• TEXT EXCERPT
** start **

Other administrative motions to file under seal are pending in connection with Plaintiff's Motion to Retain Confidentiality. (Dkt. Nos. 104, 112.) The Court does not address those motions here.

A. Motion to File Under Seal Documents Related to Defendant's Motion for Summary Judgment (Dkt. No. 49)

Defendant seeks to file under seal portions of its motion for summary judgment, portions of the Declaration of Jared M. Ahern in support of that motion, Exhibits 6 and 7 thereto in their entirety, and portions of Exhibits 1, 3, and 4. (Dkt. No. 49.) Because this motion is for summary judgment, the Court applies the "compelling reasons" standard to this administrative motion to seal. See Kamakana, 447 F.3d at 1179 (describing summary judgment motions and related attachments as dispositive pleadings). Defendant moves to file this information under seal because it pertains to material that Plaintiff designed as "CONFIDENTIAL" under the terms of the parties' protective order. Consistent with the Local Rules, Defendant identified the documents that contain the designated confidential material and served a copy on Plaintiff. (Dkt. No. 49-18.) The Local Rules then require the designating party—here, Plaintiff—to file a declaration within 4 days establishing grounds for sealing all of the designated material. See Civ. L.R. 79-5(e)(1). Plaintiff has, indeed, filed a declaration in response setting forth the confidential basis of the designated information. (Dkt. No. 70.) The Court will address each sealing request in turn.

** end **

• DO THIS
Decide whether each statement below agrees with the excerpt on motions to seal, answering yes or no and quoting the words that settle it. 1. The Court applies the "compelling reasons" standard to Defendant's motion to seal. 2. Defendant asks to file all of Exhibit 1 under seal. 3. The Local Rules give the designating party 7 days to file a declaration.

• MATERIAL PROVIDED
** start **

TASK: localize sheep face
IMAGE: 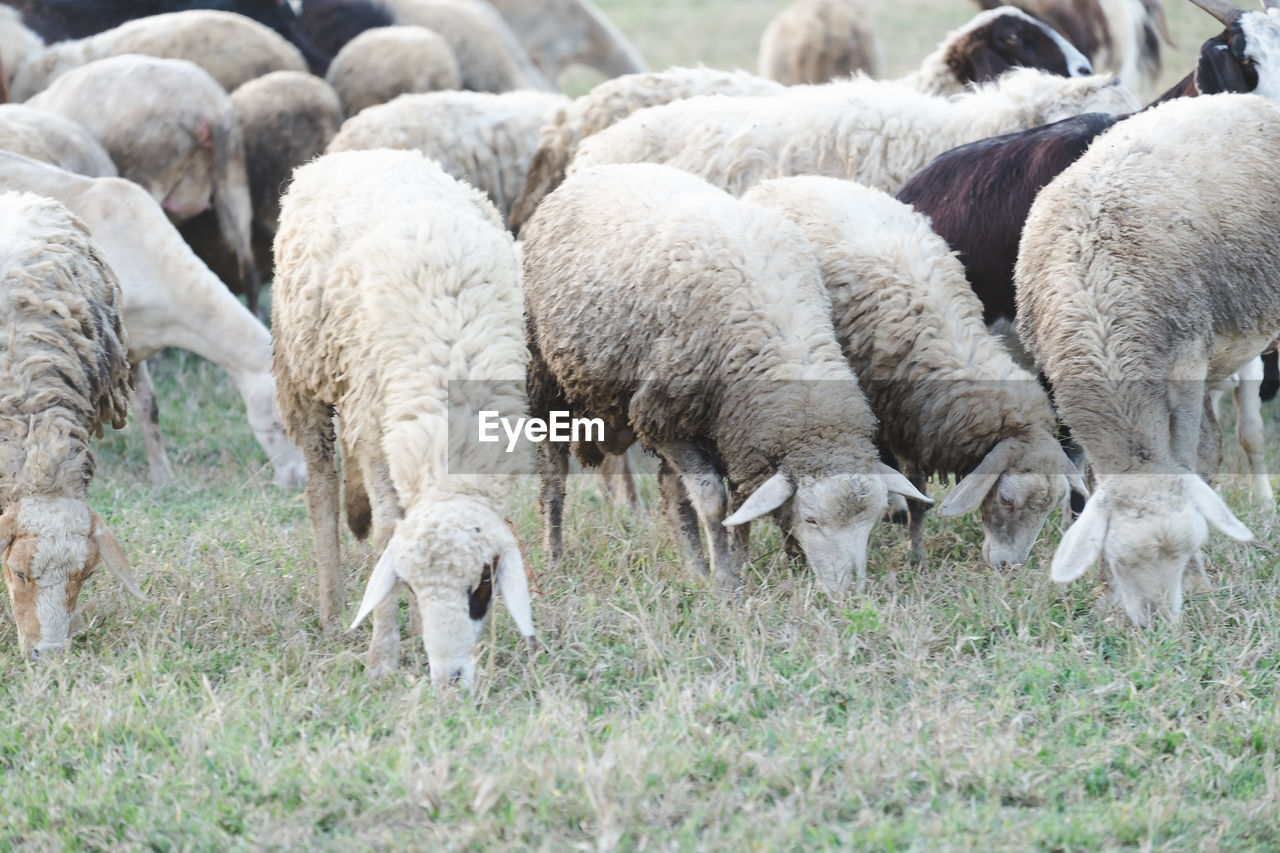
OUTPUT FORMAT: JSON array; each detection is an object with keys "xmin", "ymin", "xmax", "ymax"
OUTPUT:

** end **

• EXERCISE ANSWER
1. Yes: "the Court applies the "compelling reasons" standard to this administrative motion to seal"
2. No: "Exhibits 6 and 7 thereto in their entirety, and portions of Exhibits 1, 3, and 4"
3. No: "to file a declaration within 4 days"